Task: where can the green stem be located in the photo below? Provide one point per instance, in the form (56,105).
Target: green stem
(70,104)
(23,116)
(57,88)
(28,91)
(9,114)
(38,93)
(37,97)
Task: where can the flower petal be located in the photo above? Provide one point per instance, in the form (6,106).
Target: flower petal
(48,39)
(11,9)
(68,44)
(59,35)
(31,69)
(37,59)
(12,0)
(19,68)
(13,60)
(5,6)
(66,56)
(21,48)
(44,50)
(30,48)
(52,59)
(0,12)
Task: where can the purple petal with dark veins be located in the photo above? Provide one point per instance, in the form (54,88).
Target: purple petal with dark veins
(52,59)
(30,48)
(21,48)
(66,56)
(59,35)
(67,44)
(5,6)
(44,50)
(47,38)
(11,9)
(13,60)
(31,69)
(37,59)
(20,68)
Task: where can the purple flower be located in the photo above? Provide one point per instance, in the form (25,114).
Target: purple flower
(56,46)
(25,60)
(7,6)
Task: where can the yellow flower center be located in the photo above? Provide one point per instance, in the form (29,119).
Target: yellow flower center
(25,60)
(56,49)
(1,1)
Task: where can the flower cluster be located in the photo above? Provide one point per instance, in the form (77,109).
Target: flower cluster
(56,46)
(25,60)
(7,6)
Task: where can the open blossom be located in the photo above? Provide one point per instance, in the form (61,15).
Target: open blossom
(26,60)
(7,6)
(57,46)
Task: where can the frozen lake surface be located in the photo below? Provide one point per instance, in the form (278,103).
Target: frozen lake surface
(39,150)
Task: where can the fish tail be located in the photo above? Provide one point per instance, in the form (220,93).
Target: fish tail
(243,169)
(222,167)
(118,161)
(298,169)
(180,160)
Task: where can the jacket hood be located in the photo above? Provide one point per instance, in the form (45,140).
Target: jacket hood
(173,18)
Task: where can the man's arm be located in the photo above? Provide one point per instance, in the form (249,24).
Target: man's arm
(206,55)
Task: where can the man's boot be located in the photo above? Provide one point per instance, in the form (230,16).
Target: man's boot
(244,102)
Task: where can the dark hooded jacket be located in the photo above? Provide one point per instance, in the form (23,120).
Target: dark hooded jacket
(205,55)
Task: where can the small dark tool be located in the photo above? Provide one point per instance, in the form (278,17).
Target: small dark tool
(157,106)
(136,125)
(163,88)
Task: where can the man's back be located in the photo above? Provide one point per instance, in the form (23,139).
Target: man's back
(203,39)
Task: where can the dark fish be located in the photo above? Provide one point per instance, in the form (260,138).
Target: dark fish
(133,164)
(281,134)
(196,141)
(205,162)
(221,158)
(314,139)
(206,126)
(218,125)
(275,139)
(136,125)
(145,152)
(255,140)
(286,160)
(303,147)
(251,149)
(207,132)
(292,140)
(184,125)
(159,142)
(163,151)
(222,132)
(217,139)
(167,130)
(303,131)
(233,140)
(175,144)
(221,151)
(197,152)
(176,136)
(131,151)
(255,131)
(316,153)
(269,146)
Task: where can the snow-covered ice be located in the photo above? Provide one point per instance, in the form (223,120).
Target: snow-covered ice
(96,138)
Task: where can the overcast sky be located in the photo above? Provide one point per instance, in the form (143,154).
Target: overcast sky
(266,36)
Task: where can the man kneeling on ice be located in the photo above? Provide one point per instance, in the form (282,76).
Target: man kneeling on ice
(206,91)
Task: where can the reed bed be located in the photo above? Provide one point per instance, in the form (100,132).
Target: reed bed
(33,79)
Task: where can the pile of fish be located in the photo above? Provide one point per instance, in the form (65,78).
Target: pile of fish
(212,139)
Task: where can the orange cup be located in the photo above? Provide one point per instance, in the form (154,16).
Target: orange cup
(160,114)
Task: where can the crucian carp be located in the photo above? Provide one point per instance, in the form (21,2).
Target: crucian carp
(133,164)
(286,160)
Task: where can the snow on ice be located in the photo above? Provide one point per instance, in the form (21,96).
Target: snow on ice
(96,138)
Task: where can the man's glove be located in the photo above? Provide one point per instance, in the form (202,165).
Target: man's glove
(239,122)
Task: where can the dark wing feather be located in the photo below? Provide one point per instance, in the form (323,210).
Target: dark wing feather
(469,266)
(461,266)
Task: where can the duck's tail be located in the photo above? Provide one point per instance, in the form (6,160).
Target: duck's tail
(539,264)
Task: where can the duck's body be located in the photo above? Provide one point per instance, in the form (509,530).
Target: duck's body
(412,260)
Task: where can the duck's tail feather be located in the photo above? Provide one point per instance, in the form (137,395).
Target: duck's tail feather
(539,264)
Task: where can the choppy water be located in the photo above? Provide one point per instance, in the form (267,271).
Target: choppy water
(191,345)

WORK INSTRUCTION —
Output only the lines from the top of the entries through the one holding "Task: where can the flower petal", copied exactly.

RESULT FOR THIS EXERCISE —
Task: where can the green stem be located in the photo below? Provide one point per instance, in the form (56,105).
Target: green stem
(70,104)
(23,116)
(57,88)
(28,91)
(9,114)
(38,93)
(37,97)
Task: where can the flower petal be located in the photo above? Provide one point per instance, in the form (6,106).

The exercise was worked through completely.